Action item |
Give the entries again, exactly as written.

Dataset records:

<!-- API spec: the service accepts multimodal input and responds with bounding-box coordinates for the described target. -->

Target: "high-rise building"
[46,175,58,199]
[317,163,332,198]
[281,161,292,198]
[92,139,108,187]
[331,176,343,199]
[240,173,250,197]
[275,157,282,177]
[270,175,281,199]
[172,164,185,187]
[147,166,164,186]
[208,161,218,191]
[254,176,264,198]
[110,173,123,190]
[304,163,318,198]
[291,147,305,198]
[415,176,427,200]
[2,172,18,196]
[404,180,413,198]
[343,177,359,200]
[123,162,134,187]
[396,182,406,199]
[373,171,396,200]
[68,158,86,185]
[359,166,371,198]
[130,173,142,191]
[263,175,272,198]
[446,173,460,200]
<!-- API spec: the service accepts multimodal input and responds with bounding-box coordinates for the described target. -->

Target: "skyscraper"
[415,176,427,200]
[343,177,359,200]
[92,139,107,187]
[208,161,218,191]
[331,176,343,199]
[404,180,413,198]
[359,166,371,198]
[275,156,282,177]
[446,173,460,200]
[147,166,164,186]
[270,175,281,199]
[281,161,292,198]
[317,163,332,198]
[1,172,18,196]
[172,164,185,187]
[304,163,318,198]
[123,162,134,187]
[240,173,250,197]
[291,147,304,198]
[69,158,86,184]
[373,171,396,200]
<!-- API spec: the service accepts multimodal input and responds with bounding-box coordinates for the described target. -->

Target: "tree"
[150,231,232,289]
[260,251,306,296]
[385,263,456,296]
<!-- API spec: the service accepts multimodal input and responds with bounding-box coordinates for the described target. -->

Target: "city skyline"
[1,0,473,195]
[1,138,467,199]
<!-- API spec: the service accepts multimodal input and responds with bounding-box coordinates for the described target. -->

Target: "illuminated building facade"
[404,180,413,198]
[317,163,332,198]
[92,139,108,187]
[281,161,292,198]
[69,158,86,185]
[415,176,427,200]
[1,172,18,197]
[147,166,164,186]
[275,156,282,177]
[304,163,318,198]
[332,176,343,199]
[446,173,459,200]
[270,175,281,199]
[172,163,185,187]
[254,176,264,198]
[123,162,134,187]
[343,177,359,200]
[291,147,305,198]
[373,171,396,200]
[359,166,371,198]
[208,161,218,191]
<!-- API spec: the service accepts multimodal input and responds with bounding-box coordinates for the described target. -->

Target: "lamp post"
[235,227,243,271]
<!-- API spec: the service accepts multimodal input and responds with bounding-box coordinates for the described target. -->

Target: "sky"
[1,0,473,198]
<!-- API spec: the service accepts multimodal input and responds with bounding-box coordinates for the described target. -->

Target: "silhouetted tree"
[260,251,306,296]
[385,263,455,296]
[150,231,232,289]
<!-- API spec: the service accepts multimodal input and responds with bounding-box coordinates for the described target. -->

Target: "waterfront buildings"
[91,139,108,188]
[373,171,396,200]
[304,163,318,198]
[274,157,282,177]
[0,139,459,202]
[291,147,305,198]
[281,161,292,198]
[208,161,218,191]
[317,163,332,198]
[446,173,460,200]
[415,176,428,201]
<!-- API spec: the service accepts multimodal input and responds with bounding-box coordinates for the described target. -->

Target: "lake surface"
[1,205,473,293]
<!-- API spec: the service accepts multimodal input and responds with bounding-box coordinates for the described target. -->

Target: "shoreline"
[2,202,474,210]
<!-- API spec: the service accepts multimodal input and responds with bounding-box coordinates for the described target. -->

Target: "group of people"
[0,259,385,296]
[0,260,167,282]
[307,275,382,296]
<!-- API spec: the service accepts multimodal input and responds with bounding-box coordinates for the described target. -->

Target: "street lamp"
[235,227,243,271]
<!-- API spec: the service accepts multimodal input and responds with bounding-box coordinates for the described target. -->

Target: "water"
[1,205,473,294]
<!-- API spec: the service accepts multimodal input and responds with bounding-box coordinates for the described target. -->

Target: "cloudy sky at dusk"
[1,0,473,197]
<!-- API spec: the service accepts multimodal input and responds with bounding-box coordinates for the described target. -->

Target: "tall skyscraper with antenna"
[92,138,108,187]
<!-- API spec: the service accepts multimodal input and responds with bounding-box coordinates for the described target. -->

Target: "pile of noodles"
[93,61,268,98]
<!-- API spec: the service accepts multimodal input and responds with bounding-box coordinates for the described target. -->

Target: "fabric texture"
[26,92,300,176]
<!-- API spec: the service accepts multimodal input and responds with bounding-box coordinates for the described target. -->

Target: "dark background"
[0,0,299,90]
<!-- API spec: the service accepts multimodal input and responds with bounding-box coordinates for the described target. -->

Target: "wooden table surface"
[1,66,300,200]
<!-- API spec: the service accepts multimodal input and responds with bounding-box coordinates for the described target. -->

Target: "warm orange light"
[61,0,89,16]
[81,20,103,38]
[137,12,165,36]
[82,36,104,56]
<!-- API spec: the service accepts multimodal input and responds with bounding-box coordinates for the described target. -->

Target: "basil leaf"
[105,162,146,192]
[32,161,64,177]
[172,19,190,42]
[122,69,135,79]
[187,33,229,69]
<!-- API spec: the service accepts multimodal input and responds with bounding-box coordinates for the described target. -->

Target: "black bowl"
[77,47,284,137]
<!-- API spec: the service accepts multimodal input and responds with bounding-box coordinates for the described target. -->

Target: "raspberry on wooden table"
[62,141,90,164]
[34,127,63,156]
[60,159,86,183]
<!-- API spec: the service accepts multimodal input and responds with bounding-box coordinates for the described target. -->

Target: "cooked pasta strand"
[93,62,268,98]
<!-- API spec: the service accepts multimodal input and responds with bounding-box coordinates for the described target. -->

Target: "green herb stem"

Task answer |
<!-- API spec: the service accepts multimodal input and responds with bounding-box coordinates for the described target. -->

Target: "high-rise building"
[46,175,58,199]
[317,163,332,198]
[281,161,292,198]
[92,139,108,187]
[331,176,343,199]
[240,173,250,197]
[275,157,282,177]
[270,175,281,199]
[172,164,185,187]
[147,166,164,186]
[208,161,218,191]
[254,176,264,198]
[110,173,123,190]
[304,163,318,198]
[291,147,305,198]
[415,176,427,200]
[2,172,18,196]
[404,180,413,198]
[343,177,359,200]
[123,162,134,187]
[396,182,406,199]
[373,171,396,200]
[68,158,86,185]
[359,166,371,198]
[130,173,142,191]
[263,175,272,198]
[446,173,460,200]
<!-- API spec: the service accepts multimodal input and responds with bounding-box coordinates for the described target. -->

Target: "skyscraper"
[415,176,427,200]
[343,177,359,200]
[92,139,107,187]
[208,161,218,191]
[331,176,343,199]
[404,180,413,198]
[359,166,371,198]
[275,156,282,177]
[446,173,460,200]
[147,166,164,186]
[270,175,281,199]
[281,161,292,198]
[317,163,332,198]
[1,172,18,196]
[172,164,185,187]
[304,163,318,198]
[123,162,134,187]
[240,173,250,197]
[291,147,304,198]
[69,158,86,184]
[373,171,396,200]
<!-- API spec: the service accepts multimodal input and responds with bounding-box coordinates for the described target. -->

Target: "tree"
[150,231,232,289]
[260,251,306,296]
[385,263,456,296]
<!-- API spec: the service accepts multimodal input and responds with bounding-box coordinates for the described target. -->

Target: "city skyline"
[1,0,473,195]
[1,138,467,199]
<!-- API spec: the service accepts multimodal input and responds with bounding-box coordinates for the described target. -->

Target: "illuminated building facade"
[404,180,413,198]
[317,163,332,198]
[92,139,108,187]
[281,161,292,198]
[69,158,86,185]
[415,176,427,200]
[1,172,18,197]
[147,166,164,186]
[275,156,282,177]
[304,163,318,198]
[332,176,343,199]
[446,173,459,200]
[270,175,281,199]
[172,163,185,187]
[254,176,264,198]
[123,162,134,187]
[343,177,359,200]
[291,147,305,198]
[373,171,396,200]
[359,166,371,198]
[208,161,218,191]
<!-- API spec: the service accepts multimodal input and responds with bounding-box coordinates for the described target. -->

Target: "lamp post"
[235,227,243,271]
<!-- API spec: the service accepts multimodal input and responds with bounding-box coordinates for the described target. -->

Target: "sky"
[1,0,473,198]
<!-- API spec: the service accepts multimodal input and responds with bounding-box coordinates for the described target. -->

Target: "silhouetted tree"
[260,251,306,296]
[385,263,455,296]
[150,231,232,289]
<!-- API spec: the service accepts multimodal input and responds with bounding-box coordinates for the described target. -->

Target: "waterfront buildings"
[91,139,108,188]
[373,171,396,200]
[304,163,318,198]
[274,157,282,177]
[0,139,459,202]
[291,147,305,198]
[281,161,292,198]
[208,161,218,191]
[317,163,332,198]
[446,173,460,200]
[415,176,428,201]
<!-- API spec: the service accepts multimodal input and responds with bounding-box coordinates for the described target. -->

Target: "lake surface"
[1,205,473,293]
<!-- API spec: the service accepts multimodal input and responds with bounding-box coordinates for the described target. -->

Target: "shoreline"
[2,202,474,210]
<!-- API spec: the service accepts multimodal input and responds with bounding-box coordinates for the described target. -->

Target: "group of people"
[0,259,385,296]
[0,260,167,282]
[307,275,382,296]
<!-- API spec: the service accepts multimodal input and responds with bounding-box coordinates for the described target. -->

Target: "street lamp"
[235,227,243,271]
<!-- API spec: the service accepts multimodal input and responds with bounding-box coordinates for the described target. -->

Target: "water"
[1,205,473,294]
<!-- API spec: the service accepts multimodal input and responds with bounding-box coordinates for the described target. -->

Target: "cloudy sky at dusk"
[1,0,473,197]
<!-- API spec: the service accepts multimodal input and responds with bounding-box coordinates for the described target. -->

Target: "tall skyscraper with antenna"
[92,138,108,187]
<!-- API spec: the service accepts multimodal input and responds with bounding-box coordinates for the described target. -->

Target: "pile of noodles"
[93,61,268,98]
<!-- API spec: the service accepts multimodal input and responds with bounding-box coordinates for the described target. -->

Target: "fabric texture"
[26,92,300,176]
<!-- API spec: the service accepts multimodal input and responds with bounding-box coordinates for the described target. -->

Target: "dark background"
[0,0,299,90]
<!-- API spec: the service accepts multimodal input and responds with bounding-box coordinates for the described target. -->

Target: "wooden table surface"
[1,66,300,200]
<!-- API spec: the service accepts multimodal input and responds with bounding-box coordinates for the described target. -->

Target: "warm orange light"
[61,0,89,16]
[81,20,103,38]
[137,12,165,36]
[82,36,104,56]
<!-- API spec: the service accepts multimodal input and responds with bounding-box coordinates for the described target. -->

Target: "basil leaf"
[105,162,146,192]
[32,161,64,177]
[172,19,190,42]
[122,69,135,79]
[187,33,229,69]
<!-- API spec: the service accepts multimodal input and responds with bounding-box coordinates for the described target. -->

Target: "black bowl"
[77,47,284,137]
<!-- API spec: the service accepts multimodal input and responds with bounding-box coordinates for the described target. -->

Target: "raspberry on wooden table"
[62,141,90,164]
[34,127,63,156]
[60,159,86,183]
<!-- API spec: the service accepts multimodal input and responds with bounding-box coordinates for the described target. -->

Target: "cooked pasta strand"
[93,62,268,98]
<!-- API spec: the service accepts multimodal input and responds with bounding-box coordinates for the described target. -->

Target: "green herb stem"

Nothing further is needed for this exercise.